Esercizi:
• 1. Rispondi a queste domande sull'articolo dedicato a Bernhard:
(a) Quale libro si potrebbe citare, secondo l'articolo, a proposito di chi sopravvive alla catastrofe?
(b) Quale verbo si ripete nel frammento de Il soccombente?
(c) Con quali tre aggettivi l'articolo definisce l'abisso di quel verbo?
• 2. Traduci in inglese questa frase dell'articolo su Bernhard: "La scrittura di Bernhard è la scrittura del penultimo istante."

Articolo:
====================

La scrittura di Bernhard è la scrittura del penultimo istante. Chi parla – sempre – è un sopravvissuto, uno scampato, uno sfuggito alla catastrofe, colui che – dopo la catastrofe – ancora ha parola. “E io solo sono scampato per recarne novella”: potremmo citare il Libro di Giobbe.
D’intorno a colui che parla e – parlando – ricorda, non c’è che distruzione: gli alberi sono spezzati, i ruscelli non scorrono, le montagne sono croste appuntite, le case sono tombe, le città cimiteri. Non s’ode altro fiato, non s’ode altro passo. Un uomo, sopravvissuto alla propria stessa esistenza, sta per fermare il proprio tempo ed il proprio respiro – che s’affanna e che rantola, spossato dagli eventi – e s’impegna perciò ad esalare la storia prima che giunga l’ultimo istante e, con esso, la morte. Nel riportare all’inizio un frammento – uno dei tanti possibili de Il soccombente – la nostra intenzione è di non badare al suo contenuto ma alla forma e, in particolare, alla reiterazione di un verbo: “Pensai”.
“Pensai”. “Pensai”. “Pensai”. Non si comprende Il soccombente se non si bada alla replica ossessiva e fastidiosa di questo “Pensai” che graffia, incide e ferisce quasi ogni pagina, quasi ogni frase. “Pensai” è la parola-chiave de Il soccombente per tre motivi: determina il ritmo della narrazione e, dunque, della sua ripetizione (sia lettura o recitazione); chiarisce che siamo in presenza di un monologo e, quindi, di una voce sola, alla prima persona singolare; volge il proprio fiato al passato generando una stratificazione temporale. “Pensai” è un abisso: letterario, memoriale, cronologico.

====================

Materiale elencato:
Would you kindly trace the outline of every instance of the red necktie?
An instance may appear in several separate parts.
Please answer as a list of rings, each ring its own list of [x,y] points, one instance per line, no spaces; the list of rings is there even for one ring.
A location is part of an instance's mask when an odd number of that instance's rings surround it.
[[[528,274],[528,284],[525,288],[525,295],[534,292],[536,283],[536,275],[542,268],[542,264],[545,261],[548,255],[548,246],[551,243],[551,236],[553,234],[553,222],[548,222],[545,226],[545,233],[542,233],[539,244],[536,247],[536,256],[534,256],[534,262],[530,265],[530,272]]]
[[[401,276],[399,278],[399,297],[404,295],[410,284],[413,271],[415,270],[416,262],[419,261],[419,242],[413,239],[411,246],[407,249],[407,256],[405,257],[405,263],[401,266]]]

====================

Risposte complete:
• 1.
(a) Il Libro di Giobbe.
(b) "Pensai".
(c) Letterario, memoriale, cronologico.

• 2. Bernhard's writing is the writing of the penultimate instant.